● Estratto:
↓↓↓

La sua è una storia che vale la pena raccontare. Perché parla di una giovane donna, mamma e ricercatrice, che ha vinto uno dei riconoscimenti più importanti a livello medico. Lei è la dottoressa Chiara Molinari di Savignano, 36 anni, madre di due bambini e moglie di un bancario. Una donna all’apparenza come tante. Sempre di corsa tra lavoro, famiglia e (poco) tempo libero. Eppure, durante il “19th World Congress on Advances in Oncology and 17th International Symposium on Molecular Medicine” di Atene, è stata una dei 15 ricercatori tra gli oltre 400 provenienti da tutto il mondo, ad aggiudicarsi il premio internazionale come migliore presentazione orale riguardante uno studio svolto all’Irst di Meldola. La dottoressa Molinari è una in biologia molecolare e cellulare e ha un dottorato di ricerca in scienze morfologiche umane e molecolari. Nonostante la giovane età è già una ricercatrice riconosciuta a livello internazionale per quel che riguarda la biologia molecolare dei tumori. Svolge la sua attività di ricerca a Meldola presso il laboratorio di bioscienze dell’Istituto Scientifico Romagnolo per lo Studio e la Cura dei Tumori. È specializzata nella ricerca di marcatori per la diagnosi e la prognosi di vari tipi di tumore, in particolare quelli che colpiscono il colon-retto. Proprio su quest’ultimo sta centrando maggiormente le sue ricerche.
Come è nata questa sua passione per la ricerca?
“Il giorno dell’iscrizione all’università ho scelto biotecnologie, forse dentro avevo già un qualcosa che mi spingeva a rendermi utile nel settore medico. Mi sono talmente appassionata che non ho più smesso”.
Quale è il suo obiettivo?
“Continuare a fare della ricerca sempre in modo migliore, cercando di conciliare al meglio il lavoro con la famiglia, senza il sostegno della quale non potrei far nulla”.
Perché ha scelto Meldola per la sue ricerche?
“Perché avevo la volontà di non andare troppo lontano dalla mia terra d’origine e nello stesso tempo volevo lavorare in un centro di eccellenza che potesse darmi spazio e farmi crescere”.
La cosa più difficile da realizzare?
“Vedere in concreto i risultati delle proprie ricerche applicate a chi ne ha bisogno. In Irst si fa una ricerca incentrata sul malato, che possa avere una ricaduta diretta su diagnosi e cura. Ma il percorso è sovente lungo e costellato di studi che spesso non danno i risultati attesi, ma che sono ugualmente importanti per potere trovare la via giusta verso il raggiungimento dell’obiettivo. Quello che facciamo sono solo piccole gocce in un mare, ma tutte insieme speriamo possano portare a qualcosa”

↑↑↑

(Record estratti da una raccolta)
↓↓↓

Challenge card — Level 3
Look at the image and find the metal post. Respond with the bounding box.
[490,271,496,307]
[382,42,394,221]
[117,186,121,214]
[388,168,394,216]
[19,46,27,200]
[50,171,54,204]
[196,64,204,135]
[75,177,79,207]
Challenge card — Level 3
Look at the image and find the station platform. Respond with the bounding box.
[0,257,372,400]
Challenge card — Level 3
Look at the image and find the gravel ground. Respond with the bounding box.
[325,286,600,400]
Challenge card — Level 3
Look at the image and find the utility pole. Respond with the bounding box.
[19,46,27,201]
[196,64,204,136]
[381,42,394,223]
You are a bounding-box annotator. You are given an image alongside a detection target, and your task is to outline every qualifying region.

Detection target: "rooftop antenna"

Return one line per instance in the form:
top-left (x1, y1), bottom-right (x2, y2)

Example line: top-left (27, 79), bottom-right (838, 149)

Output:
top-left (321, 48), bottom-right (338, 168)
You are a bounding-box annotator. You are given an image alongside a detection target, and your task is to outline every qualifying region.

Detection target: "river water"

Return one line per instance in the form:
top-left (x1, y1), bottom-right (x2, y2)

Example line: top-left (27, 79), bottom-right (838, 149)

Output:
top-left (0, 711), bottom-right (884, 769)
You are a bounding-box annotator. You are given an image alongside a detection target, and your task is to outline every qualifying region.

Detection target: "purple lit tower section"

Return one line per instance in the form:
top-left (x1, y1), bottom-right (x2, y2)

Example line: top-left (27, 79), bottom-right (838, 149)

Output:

↑↑↑

● Dettagli attività:
Secondo il testo su Chiara Molinari, in quale città si è svolto il congresso in cui ha vinto il premio internazionale? Per rispondere, basati unicamente sul testo.

● Risultato attività:
Ad Atene.